(What the task requires)
Restate all of the entries verbatim.

Items from a data source

BEGIN

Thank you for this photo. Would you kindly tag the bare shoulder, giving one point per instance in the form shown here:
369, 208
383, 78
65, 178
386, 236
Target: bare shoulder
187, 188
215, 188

END

(Problem solution)
Thank you for this photo. Would you kindly tag the bare shoulder, giving one point per instance in the form shown here:
369, 208
383, 78
65, 178
386, 236
Target: bare shoulder
187, 188
215, 188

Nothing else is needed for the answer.